*Exercise*. When the line containing "Target: grey throw pillow" appears in the data below, begin copying there and stop only after the line containing "If you could point out the window".

(Saved data entries)
——————————

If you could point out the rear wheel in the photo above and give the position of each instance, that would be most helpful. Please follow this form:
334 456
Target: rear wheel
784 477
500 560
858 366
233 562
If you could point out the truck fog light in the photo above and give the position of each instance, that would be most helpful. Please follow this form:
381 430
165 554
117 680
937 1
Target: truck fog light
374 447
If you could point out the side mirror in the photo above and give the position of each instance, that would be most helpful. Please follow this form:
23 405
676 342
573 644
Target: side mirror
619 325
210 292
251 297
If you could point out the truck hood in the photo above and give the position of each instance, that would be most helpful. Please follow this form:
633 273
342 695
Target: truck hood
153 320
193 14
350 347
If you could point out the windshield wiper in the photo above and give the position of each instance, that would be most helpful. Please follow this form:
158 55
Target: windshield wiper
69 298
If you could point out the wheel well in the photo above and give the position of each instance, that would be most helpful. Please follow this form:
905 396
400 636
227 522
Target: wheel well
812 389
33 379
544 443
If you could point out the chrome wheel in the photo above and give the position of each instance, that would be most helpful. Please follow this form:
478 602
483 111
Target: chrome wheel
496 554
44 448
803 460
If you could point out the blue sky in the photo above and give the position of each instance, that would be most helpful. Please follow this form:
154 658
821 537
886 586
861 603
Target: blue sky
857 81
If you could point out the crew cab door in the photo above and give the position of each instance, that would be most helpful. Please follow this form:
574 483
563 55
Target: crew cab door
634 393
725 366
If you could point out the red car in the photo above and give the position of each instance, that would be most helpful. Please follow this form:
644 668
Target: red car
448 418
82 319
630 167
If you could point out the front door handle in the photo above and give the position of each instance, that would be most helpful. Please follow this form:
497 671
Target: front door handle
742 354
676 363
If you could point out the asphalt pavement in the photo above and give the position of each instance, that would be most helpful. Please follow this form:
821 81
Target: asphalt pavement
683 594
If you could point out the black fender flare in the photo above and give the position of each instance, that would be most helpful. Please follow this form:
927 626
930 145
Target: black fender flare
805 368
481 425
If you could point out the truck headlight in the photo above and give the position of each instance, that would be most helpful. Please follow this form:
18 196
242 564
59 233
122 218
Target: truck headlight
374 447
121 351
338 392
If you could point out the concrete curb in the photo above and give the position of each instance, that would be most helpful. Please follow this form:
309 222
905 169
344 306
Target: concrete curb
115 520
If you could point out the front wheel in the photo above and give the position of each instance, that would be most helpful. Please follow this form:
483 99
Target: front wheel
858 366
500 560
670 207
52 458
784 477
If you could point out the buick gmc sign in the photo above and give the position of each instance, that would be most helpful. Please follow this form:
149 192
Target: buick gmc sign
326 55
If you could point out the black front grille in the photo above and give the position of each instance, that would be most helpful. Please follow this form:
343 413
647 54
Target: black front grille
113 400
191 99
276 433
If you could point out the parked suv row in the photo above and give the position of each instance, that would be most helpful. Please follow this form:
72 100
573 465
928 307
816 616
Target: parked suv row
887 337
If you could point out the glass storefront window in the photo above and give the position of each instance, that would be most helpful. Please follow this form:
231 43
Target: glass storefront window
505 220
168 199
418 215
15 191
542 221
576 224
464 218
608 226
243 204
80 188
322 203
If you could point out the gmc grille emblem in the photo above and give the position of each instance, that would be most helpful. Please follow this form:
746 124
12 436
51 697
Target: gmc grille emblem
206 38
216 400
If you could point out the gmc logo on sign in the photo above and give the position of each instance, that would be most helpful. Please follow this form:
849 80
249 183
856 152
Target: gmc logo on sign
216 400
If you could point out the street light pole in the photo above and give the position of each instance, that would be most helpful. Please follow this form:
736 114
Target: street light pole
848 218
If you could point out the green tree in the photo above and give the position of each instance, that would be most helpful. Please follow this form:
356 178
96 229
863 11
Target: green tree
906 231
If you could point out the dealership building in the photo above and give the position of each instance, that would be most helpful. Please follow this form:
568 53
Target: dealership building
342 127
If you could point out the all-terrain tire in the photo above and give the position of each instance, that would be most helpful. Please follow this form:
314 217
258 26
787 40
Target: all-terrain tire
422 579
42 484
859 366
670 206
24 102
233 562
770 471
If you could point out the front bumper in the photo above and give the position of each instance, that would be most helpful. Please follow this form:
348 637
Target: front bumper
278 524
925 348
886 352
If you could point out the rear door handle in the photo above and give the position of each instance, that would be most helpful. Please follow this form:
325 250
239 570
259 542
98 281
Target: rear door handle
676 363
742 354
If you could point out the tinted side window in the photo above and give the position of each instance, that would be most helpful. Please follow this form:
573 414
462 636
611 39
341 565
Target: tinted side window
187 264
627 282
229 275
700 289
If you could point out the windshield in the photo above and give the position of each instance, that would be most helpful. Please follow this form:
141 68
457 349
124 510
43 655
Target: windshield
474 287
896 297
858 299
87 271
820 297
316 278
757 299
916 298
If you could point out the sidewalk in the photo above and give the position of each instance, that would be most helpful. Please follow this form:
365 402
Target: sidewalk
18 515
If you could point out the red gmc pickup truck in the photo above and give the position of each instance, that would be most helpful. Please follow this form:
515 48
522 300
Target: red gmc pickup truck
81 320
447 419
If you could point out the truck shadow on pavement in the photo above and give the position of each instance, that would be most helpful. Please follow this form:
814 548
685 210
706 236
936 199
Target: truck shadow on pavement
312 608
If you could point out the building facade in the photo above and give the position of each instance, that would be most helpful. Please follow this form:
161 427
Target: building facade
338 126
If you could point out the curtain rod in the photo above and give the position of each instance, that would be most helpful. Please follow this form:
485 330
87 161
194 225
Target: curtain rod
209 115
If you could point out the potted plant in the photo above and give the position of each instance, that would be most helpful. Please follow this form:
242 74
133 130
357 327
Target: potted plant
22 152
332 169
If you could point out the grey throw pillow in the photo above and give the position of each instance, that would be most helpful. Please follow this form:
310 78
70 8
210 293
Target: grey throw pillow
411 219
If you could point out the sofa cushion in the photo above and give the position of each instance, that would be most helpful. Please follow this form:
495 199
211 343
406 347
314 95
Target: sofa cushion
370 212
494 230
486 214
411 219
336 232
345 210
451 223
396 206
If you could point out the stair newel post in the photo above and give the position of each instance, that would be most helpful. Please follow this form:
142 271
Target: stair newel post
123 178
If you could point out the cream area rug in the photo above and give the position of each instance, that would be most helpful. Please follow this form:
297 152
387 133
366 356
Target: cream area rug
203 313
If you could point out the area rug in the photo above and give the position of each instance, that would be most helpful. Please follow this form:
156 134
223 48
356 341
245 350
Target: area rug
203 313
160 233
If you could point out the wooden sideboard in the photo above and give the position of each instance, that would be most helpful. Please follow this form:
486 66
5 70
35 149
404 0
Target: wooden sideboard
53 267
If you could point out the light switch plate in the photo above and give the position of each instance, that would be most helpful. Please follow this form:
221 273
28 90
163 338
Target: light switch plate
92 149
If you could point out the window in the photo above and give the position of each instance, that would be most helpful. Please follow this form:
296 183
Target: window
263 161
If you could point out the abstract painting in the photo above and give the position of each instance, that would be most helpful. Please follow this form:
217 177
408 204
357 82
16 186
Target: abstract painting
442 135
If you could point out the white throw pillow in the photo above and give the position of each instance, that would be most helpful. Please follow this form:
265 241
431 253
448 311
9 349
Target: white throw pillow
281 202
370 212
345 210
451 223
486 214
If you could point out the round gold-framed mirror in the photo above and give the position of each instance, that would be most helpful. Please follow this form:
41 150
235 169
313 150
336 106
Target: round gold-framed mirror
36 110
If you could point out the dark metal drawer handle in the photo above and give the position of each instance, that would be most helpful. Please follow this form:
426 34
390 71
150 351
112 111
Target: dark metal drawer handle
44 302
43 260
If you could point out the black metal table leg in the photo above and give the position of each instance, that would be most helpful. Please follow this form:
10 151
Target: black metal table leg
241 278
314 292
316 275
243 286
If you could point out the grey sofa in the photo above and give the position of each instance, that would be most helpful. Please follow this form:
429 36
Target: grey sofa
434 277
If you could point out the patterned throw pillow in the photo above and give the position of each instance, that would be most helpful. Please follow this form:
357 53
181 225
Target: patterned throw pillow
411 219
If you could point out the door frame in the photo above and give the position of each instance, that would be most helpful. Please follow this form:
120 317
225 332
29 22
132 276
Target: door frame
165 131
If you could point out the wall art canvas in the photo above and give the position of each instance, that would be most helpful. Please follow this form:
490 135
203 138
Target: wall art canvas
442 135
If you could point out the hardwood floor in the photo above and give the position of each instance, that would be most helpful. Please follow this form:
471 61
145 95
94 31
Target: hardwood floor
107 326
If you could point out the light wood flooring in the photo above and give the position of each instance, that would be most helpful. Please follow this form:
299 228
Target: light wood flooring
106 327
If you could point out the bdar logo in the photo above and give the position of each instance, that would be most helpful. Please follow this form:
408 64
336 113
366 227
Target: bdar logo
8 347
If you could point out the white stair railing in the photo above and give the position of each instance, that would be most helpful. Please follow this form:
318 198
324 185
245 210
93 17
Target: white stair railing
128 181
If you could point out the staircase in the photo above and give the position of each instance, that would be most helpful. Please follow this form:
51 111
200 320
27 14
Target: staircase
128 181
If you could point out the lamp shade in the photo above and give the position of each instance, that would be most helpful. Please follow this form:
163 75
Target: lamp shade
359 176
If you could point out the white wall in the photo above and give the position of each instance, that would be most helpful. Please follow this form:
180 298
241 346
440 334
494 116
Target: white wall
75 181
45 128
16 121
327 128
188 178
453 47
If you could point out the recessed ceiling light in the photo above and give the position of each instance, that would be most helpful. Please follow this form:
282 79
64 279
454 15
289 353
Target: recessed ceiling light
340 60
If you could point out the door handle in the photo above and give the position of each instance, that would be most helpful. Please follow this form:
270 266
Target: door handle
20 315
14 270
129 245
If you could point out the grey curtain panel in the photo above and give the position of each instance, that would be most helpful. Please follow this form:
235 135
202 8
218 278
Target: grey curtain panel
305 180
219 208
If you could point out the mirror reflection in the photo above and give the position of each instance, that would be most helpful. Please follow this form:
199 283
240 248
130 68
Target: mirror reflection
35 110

——————————

*Answer box*.
Target: grey throw pillow
411 219
If you could point out the sofa cushion in the photo above and give the position of each instance, that would be most helpful. Please follow this form:
495 199
211 343
406 347
314 95
Target: sofa cushion
370 212
494 230
486 214
411 219
336 232
345 210
451 223
396 206
If you could point out the stair newel post in the photo above and give the position of each instance, that would be most helpful. Please follow this form:
142 271
Target: stair newel post
123 178
If you could point out the cream area rug in the photo above and give the position of each instance, that would be most helpful. Please follow this form:
297 152
387 133
366 356
Target: cream area rug
203 313
If you could point out the area rug in the photo above and give the position of each instance, that would be most helpful. Please follow this form:
156 134
223 48
356 341
245 350
Target: area rug
203 313
160 233
If you could point out the wooden sideboard in the photo above and give the position of each instance, that would be most helpful. Please follow this form:
486 66
5 70
35 149
404 0
Target: wooden sideboard
53 267
If you could point out the light switch plate in the photo above and give the position of each instance, that would be most helpful. Please follow this form:
221 273
28 90
163 338
Target: light switch plate
92 149
If you could point out the window in the photo above and give the position of each instance, that would be most helpful. Please follow this form:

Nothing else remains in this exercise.